Transcribe the data in full; each line must match exactly.

═══ SOURCE INFORMATION ═══

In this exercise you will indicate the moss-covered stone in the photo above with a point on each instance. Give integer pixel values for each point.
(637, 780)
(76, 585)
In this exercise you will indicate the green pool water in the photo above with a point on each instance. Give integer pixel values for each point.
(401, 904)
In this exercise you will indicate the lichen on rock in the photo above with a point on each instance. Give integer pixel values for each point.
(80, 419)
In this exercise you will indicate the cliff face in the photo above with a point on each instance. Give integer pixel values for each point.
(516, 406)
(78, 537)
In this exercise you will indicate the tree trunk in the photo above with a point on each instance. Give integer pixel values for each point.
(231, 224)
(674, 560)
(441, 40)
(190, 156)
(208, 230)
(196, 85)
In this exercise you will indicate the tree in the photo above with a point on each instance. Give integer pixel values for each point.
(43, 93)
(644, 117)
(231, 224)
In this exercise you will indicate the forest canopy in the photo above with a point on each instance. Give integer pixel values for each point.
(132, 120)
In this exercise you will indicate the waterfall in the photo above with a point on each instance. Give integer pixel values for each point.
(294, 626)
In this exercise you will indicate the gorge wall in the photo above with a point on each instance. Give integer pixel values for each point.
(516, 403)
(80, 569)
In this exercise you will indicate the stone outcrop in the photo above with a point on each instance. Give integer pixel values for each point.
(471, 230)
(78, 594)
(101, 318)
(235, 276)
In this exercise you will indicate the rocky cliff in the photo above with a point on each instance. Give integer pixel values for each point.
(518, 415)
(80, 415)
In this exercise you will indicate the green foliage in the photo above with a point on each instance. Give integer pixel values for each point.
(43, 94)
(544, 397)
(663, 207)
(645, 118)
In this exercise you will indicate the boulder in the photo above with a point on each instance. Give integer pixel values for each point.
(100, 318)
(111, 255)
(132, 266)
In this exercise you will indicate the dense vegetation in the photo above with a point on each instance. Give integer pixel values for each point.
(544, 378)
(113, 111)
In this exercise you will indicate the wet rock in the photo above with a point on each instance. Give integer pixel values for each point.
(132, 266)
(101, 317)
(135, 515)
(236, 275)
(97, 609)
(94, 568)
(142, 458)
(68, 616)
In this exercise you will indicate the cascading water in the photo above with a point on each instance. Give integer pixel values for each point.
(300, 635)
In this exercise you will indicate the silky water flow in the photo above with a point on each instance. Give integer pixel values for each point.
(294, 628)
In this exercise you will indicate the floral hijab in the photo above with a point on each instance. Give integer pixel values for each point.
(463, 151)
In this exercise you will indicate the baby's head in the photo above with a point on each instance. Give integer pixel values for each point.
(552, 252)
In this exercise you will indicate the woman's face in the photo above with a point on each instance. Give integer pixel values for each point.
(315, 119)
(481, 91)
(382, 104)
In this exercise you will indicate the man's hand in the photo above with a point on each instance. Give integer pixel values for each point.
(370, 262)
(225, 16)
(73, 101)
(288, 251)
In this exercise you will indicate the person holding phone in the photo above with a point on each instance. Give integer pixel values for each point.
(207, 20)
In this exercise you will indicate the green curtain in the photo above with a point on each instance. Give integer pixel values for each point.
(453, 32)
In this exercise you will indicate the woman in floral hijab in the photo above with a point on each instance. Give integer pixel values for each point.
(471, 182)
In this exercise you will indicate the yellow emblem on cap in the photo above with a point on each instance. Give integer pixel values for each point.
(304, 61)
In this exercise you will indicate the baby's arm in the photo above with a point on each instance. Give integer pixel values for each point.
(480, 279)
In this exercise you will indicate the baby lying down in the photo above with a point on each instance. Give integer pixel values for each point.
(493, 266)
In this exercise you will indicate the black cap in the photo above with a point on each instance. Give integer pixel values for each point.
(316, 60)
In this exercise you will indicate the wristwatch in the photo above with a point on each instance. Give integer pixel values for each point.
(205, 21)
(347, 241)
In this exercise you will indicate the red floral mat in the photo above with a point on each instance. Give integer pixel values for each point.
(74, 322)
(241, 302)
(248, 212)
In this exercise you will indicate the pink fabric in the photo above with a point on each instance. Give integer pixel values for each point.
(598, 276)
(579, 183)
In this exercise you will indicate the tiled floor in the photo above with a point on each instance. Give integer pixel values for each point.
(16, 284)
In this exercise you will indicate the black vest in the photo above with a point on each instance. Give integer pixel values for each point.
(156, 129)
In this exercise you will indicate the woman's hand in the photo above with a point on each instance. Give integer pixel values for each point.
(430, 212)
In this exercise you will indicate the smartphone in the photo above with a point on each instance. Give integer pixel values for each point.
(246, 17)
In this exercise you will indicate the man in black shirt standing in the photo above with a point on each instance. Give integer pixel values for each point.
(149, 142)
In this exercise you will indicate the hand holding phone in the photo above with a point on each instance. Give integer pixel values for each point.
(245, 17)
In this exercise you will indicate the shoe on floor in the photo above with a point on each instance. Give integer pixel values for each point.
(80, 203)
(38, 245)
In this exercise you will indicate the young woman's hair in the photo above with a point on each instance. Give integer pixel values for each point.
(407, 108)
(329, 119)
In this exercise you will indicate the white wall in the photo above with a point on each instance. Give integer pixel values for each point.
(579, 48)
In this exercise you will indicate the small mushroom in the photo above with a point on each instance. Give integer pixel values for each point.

═══

- [YOUR RESPONSE]:
In this exercise you will indicate the moss-covered stone in the photo above with a point on each instance. Give integer pixel values for each point.
(637, 780)
(76, 585)
In this exercise you will indicate the green pool water in the photo above with a point on each instance. Give integer pixel values for each point.
(401, 904)
In this exercise you will indicate the lichen on rock in the photo above with a point on each instance. Give integer pixel values for each point.
(80, 419)
In this exercise you will indicate the cliff face in the photo above with a point on each instance. Give integer pixel values for each point.
(516, 406)
(78, 537)
In this exercise you will indicate the tree trunk in the photo above with a point on each instance. Give integer pixel values for each point.
(231, 224)
(674, 560)
(441, 40)
(190, 156)
(208, 230)
(196, 85)
In this exercise you will indicate the tree in the photo above with a point on each instance. Give integer pixel values for each point.
(43, 93)
(644, 117)
(231, 224)
In this exercise you will indicate the forest canopy in the photo above with a point on each instance. Give integer pixel values for each point.
(132, 120)
In this exercise you will indicate the waterfall in the photo above with a point on each instance. Give integer pixel values for each point.
(294, 626)
In this exercise you will indicate the gorge wall in the photo above with a point on each instance. Give integer pixel values for each point.
(516, 403)
(80, 569)
In this exercise you will indicate the stone outcrop in the photo above with a point on each instance. Give integer pixel values for each point.
(471, 230)
(78, 594)
(101, 318)
(235, 276)
In this exercise you will indicate the rocky cliff in the photo above with a point on each instance. Give integer pixel values for each point.
(518, 415)
(80, 415)
In this exercise you will indicate the green foliage in the photo above with a point on each instance. Give integer pixel values for each point.
(43, 94)
(544, 397)
(663, 207)
(645, 118)
In this exercise you will indicate the boulder in the photo above with a point on each instance. Give integer pixel values for each point.
(100, 318)
(111, 255)
(132, 266)
In this exercise you will indicate the dense vegetation in the photo above with a point on each instance. Give integer pixel values for each point.
(544, 378)
(113, 111)
In this exercise you will indicate the wet rock in the photo above with a point on each instance. Give integer pixel values for each point.
(132, 266)
(101, 317)
(135, 515)
(236, 275)
(97, 609)
(94, 568)
(142, 458)
(68, 616)
In this exercise you will indicate the cascading water in the photo above with a point on each instance. Give integer pixel values for each point.
(300, 635)
In this exercise you will indicate the silky water flow in the photo above with a point on each instance. Give integer pixel values for each point.
(294, 628)
In this exercise you will indicate the floral hijab in the photo above with a point on each instance. Give integer pixel values for each point.
(463, 151)
In this exercise you will indicate the baby's head in the photo above with a point on each instance. Give integer pixel values for each point.
(552, 252)
In this exercise you will indicate the woman's face in the photo above with a point on each instance. Give integer pixel values for each point.
(315, 119)
(481, 91)
(382, 104)
In this exercise you will indicate the man's hand in the photo above with a point on each instance. Give integer pixel values for each point.
(370, 262)
(225, 16)
(73, 101)
(288, 251)
In this exercise you will indicate the person holding phone in the photo above with a point on each instance. Give integer pixel values for each point.
(207, 20)
In this exercise you will indicate the green curtain in the photo above with a point on each instance. Give integer pixel values for each point.
(453, 32)
In this exercise you will indicate the woman in floral hijab in the photo above with a point on each instance. Give integer pixel values for each point.
(471, 182)
In this exercise you will indicate the yellow emblem on cap in the photo above with a point on each instance. Give integer pixel values for each point.
(304, 61)
In this exercise you will indicate the baby's arm in the photo above with a point on each instance. Give integer pixel values for each point.
(480, 279)
In this exercise you will indicate the baby lying down in the photo above with a point on each instance. Give integer pixel values for each point.
(493, 266)
In this exercise you will indicate the black cap in the photo above with a point on each instance. Give integer pixel values for each point.
(316, 60)
In this exercise you will indicate the wristwatch in the photo above with a point on each instance. Give integer pixel values for each point.
(205, 21)
(347, 241)
In this exercise you will indicate the red floral mat in the photo above with a point on each instance. Give integer pixel values for each point.
(74, 322)
(241, 302)
(248, 212)
In this exercise you will indicate the pink fabric in the photo above with a point on each instance. Give integer pixel values for each point.
(598, 276)
(579, 183)
In this exercise you will indicate the tiled floor in the photo above with a point on each instance. Give integer pixel values for each point.
(16, 284)
In this exercise you will indicate the black vest in the photo above with a point on each instance. Give integer pixel values for each point.
(156, 129)
In this exercise you will indicate the woman's hand in the photo above with a point on each instance. Give integer pixel values for each point.
(430, 212)
In this exercise you will indicate the smartphone in the photo above with a point on each instance. Give integer pixel values for each point.
(246, 17)
In this exercise you will indicate the man in black shirt standing in the photo above with a point on each instance. Give integer pixel values for each point.
(149, 142)
In this exercise you will indicate the hand holding phone in the photo above with a point on each instance. Give integer pixel values for each point.
(245, 17)
In this exercise you will indicate the shoe on floor in the photo above with a point on each instance. Give integer pixel values for each point.
(80, 203)
(38, 245)
In this exercise you will indicate the young woman's hair in the photo above with a point on each instance. Give integer pixel values for each point.
(407, 108)
(329, 119)
In this exercise you will indicate the white wall in the photo above with a point on each instance. Give integer pixel values for each point.
(579, 48)
In this exercise you will indicate the small mushroom in the photo above with a point on each instance. Give integer pixel values for each point.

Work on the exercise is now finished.